### SELECTED EXTRACT:
This attitude is present even when the resultant artwork is more or less a photograph in the common sense of the word. A photograph from 2013 called Gaussian Blur – presumably for the Photoshop filter employed in its making – pictures a half dozen spray-top cleaning products, their labels blurred to the point of illegibility, except that we can still recognize them by their trademark color pallets and a hint of obfuscated graphic design. It’s like a purely visual illustration of the perceptual phenomenon that allows us to read words, however badly scrambled, so long as the first and last letter are correct. Everything else in the photo is sharp; it’s just the labels that have been blurred, like old music videos. The bottles are arranged atop a cloth backdrop that seems to be based on popular East African textiles, which have their own tangled colonial history. It also seems that Pinsky has had this example custom made (or perhaps its discovery spurred the photograph all together) – its pattern is dotted with illustrated spray-bottle motifs. In front of this tableaux, a hand holding a bottle reaches in from stage left and breaks the fourth wall by spraying, it seems, on the inside of the frame’s glass. Gaussian Blur is what you could call a studio photograph – and it is one of Marina’s more self-contained artworks. It is structural, layered, humorously self-aware and rewards attentive looking.
The studio photograph is a category that Pinsky has made uniquely her own. Not only through the careful staging of works like Gaussian Blur, but by turning the studio itself into a supporting actor. She has grown plants for the purpose of featuring them in photographs or has used the studio a kind of loupe, stacking transparencies in front of its lens. Returning to the exhibition at Kunsthalle Basel, a series of photographs was included that depicted the view from the window of Marina’s Brussels studio. Partially occluding the rooftops and adjacent buildings are transparencies of microscopic cells and old 4x5 negatives that she discovered in the abandoned pharma plant in Brussels. This temporal and geographical collapse combines trains of thought and tracts of life – microscopic and macroscopic. Literal representations of interiority and exteriority are confused. The cellular scrim almost gives the sensation of looking out of a body. Despite the fact that we have no relationship to it – the photograph begins to represent a view from inside of ourselves.

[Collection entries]
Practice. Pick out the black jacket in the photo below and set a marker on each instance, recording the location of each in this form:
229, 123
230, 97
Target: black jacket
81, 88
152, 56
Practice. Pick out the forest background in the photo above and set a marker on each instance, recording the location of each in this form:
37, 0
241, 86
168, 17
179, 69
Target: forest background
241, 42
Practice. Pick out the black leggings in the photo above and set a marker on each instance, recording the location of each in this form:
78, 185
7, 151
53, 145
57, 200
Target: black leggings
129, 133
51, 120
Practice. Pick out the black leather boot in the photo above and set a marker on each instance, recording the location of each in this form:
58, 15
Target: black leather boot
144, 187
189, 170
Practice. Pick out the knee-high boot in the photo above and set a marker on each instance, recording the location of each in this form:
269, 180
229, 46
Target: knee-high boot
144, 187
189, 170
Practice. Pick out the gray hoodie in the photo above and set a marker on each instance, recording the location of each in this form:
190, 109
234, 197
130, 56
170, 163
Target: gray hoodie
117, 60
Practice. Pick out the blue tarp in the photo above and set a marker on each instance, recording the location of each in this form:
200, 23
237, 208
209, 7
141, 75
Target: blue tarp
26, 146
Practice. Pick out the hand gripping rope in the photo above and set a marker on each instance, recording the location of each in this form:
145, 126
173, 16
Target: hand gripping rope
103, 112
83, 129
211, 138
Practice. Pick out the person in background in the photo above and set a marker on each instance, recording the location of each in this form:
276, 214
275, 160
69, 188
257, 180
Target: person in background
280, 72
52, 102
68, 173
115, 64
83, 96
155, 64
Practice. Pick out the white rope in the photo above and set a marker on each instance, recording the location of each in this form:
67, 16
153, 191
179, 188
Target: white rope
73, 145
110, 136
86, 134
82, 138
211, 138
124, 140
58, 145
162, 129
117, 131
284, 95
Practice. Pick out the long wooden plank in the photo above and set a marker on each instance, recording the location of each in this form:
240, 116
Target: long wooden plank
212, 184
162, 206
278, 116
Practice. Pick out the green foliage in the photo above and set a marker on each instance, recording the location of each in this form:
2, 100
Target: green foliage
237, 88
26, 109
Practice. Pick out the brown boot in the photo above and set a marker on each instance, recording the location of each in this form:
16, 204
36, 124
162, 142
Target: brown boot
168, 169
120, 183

### ACTIVITY LIST:
1. List everything that the text on Pinsky's studio photographs says is pictured in Gaussian Blur.
2. Summarize the text on Pinsky's studio photographs in two sentences.

### PROBLEM SOLUTIONS:
1.
- Half a dozen spray-top cleaning products with their labels blurred to illegibility
- A cloth backdrop, apparently based on popular East African textiles, dotted with illustrated spray-bottle motifs
- A hand holding a bottle, reaching in from stage left and apparently spraying on the inside of the frame's glass

2. Pinsky's 2013 studio photograph Gaussian Blur stages cleaning products with blurred but still recognizable labels on a cloth backdrop, and a hand sprays toward the frame's glass in a structural, layered, humorously self-aware work. She has made the studio photograph her own by turning the studio into a supporting actor, as in a series showing the view from her Brussels studio window partly covered by transparencies of microscopic cells and old negatives, which blurs interiority and exteriority.